— start of Task data —

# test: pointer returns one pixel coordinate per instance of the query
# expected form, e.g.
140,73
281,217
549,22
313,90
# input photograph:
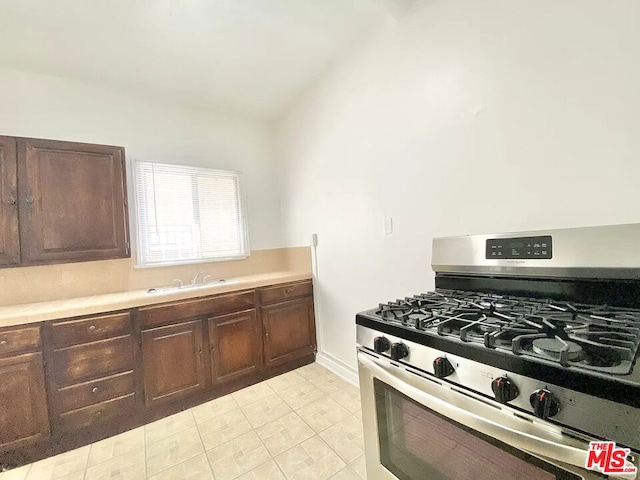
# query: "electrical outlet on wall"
388,225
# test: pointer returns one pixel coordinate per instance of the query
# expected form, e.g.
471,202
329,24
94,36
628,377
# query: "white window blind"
189,214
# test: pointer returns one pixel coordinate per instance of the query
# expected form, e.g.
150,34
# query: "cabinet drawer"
95,391
92,360
85,330
18,341
284,292
210,306
103,412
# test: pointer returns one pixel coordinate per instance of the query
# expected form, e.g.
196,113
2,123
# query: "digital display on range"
524,247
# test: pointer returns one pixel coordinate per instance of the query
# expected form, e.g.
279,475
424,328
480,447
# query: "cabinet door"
72,201
235,345
172,362
9,237
23,405
289,330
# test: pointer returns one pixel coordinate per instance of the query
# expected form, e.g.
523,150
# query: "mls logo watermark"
608,459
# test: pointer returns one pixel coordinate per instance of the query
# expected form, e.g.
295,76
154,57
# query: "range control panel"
523,247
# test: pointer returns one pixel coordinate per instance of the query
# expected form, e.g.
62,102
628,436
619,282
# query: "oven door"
416,427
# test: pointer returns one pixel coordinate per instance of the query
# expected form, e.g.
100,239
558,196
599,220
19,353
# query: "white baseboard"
341,369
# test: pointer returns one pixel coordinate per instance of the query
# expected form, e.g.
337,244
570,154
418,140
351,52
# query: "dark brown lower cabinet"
173,363
235,345
23,401
289,330
175,355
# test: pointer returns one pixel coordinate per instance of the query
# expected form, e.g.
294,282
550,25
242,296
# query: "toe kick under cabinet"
69,382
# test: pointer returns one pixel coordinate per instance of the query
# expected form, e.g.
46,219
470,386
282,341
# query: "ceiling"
251,56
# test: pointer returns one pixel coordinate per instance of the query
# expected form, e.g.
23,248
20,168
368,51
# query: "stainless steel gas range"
521,363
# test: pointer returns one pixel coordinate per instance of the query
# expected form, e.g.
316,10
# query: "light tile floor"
304,424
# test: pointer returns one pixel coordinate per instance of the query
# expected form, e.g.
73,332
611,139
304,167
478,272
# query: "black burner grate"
591,337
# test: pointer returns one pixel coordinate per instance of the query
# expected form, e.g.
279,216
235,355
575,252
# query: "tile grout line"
190,410
206,456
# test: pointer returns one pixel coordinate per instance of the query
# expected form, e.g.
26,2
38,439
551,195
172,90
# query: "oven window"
417,443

— end of Task data —

→ What the task asks
All of the data above should be transcribed verbatim, with pictures omitted.

→ Written solution
# test: pointer returns one pixel coordinate per instance of the query
# expected form, e.g.
140,73
281,217
549,22
313,90
# input photograph:
# query: "electrical outlet on wall"
388,225
# test: pointer returns one pixel coordinate per instance of the query
# expected form, e.g.
471,202
329,24
94,36
628,377
# query: "white window blind"
189,214
# test: pointer returns one pixel coordinate per instance of the query
# expected form, e.g.
150,34
# query: "cabinet drawer"
95,391
92,360
85,330
18,341
284,292
210,306
103,412
# test: pointer returns one pixel coordinate per instance of the query
# expected form, e.g.
196,113
2,123
# query: "digital display on range"
524,247
# test: pointer returns one pixel coordinate per instance of the query
# expected form, e.g.
279,475
424,328
480,447
# query: "cabinet door"
72,201
235,345
172,362
9,237
23,405
289,330
# test: pointer returns one pixel coordinate per instance of the query
# expected form, e.g.
523,150
# query: "mls logo watermark"
608,459
# test: pointer returns one pixel coordinate per instance of the query
# expected form, e.g.
295,76
154,57
# query: "range control panel"
523,247
# test: pointer returns one pixel coordinate per instance of the query
# expected form, e.g.
62,102
628,436
619,282
# query: "oven door"
416,427
# test: pointer returns one pixel coordinate per instance of the query
# expected form, e.g.
100,239
558,196
599,220
19,353
# query: "white baseboard"
341,369
# test: pointer returns one pixel coordinate per instance of the query
# expected form, e.g.
337,244
570,154
418,140
351,52
# query: "dark brown lower cabinet"
173,363
235,345
23,401
289,330
175,355
# test: pointer returns one pixel coordinate per instance of the query
# expected form, e.g.
294,282
550,25
242,296
# query: "toe kick under cabinet"
69,382
# test: pointer returns one pixel coordinate per instance of the query
# expected form, e.g.
46,219
470,386
282,341
# query: "ceiling"
251,56
# test: pointer returns one pixel coordinate per instance of the query
# expected form, e.g.
23,248
20,168
368,51
# query: "stainless steel gas range"
521,363
# test: pointer returns one pixel coordinate per instance of the query
# expected form, e.g.
316,10
# query: "light tile floor"
304,424
# test: pointer returns one pixel coordinate per instance of the query
# expected form, e.g.
73,332
611,139
304,167
478,272
# query: "black burner grate"
591,337
# test: pointer returns one pixel coordinate per instance of the query
# expected form, e.g.
279,216
235,355
575,252
# query: "tile grout line"
190,410
206,456
# test: pointer returns one pixel coordinate per instance of the query
# expected form, e.g.
26,2
38,439
551,195
172,90
# query: "oven window"
417,443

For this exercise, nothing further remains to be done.